TO DO: Can you format the listing below, from the line with "Where can you spot the bar" through the line with "column 608, row 187", both included, as a numbered list with blank lines left out?

--- START ---

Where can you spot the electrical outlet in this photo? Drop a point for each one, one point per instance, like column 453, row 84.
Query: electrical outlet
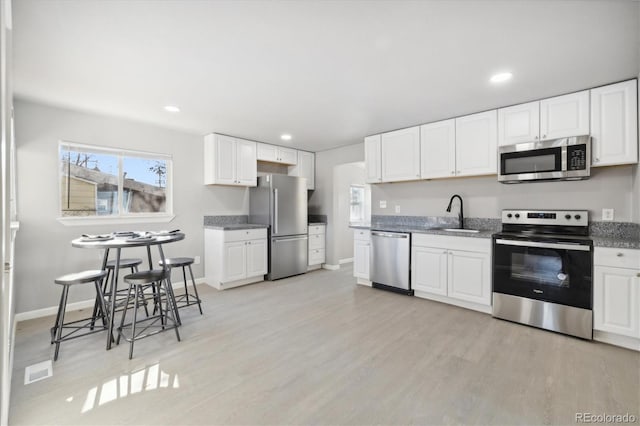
column 607, row 214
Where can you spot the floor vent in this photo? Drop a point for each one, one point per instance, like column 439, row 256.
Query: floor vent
column 39, row 371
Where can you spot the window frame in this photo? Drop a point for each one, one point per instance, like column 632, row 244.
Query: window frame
column 120, row 218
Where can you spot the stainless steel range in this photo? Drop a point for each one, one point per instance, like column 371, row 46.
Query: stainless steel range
column 543, row 270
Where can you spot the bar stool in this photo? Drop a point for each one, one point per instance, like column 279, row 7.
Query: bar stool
column 138, row 282
column 185, row 299
column 67, row 281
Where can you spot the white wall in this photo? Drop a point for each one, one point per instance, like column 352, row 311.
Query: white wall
column 43, row 249
column 608, row 187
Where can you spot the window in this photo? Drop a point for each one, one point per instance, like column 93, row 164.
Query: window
column 108, row 183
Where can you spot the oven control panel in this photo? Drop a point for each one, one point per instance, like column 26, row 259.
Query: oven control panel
column 546, row 217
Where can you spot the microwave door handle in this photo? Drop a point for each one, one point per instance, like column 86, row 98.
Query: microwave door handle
column 538, row 244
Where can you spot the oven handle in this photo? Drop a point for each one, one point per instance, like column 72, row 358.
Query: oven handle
column 543, row 245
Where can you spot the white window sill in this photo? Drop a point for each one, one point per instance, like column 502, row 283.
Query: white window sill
column 96, row 220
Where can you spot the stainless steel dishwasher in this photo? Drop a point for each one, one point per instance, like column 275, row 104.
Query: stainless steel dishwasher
column 390, row 261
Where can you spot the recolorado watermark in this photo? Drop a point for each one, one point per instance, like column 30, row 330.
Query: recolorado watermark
column 606, row 418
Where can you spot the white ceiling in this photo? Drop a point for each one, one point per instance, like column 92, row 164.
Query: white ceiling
column 328, row 72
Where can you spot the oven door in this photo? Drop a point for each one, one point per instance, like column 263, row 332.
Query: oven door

--- END ---

IN RESPONSE:
1. Where can you spot the bar stool in this photo? Drop a point for each one, one point per instance, like column 279, row 7.
2. Query: bar stool
3. column 138, row 282
4. column 185, row 299
5. column 67, row 281
6. Where can you spot the white wall in this photo? Drop a point for each one, one point per instance, like column 352, row 311.
7. Query: white wall
8. column 43, row 249
9. column 608, row 187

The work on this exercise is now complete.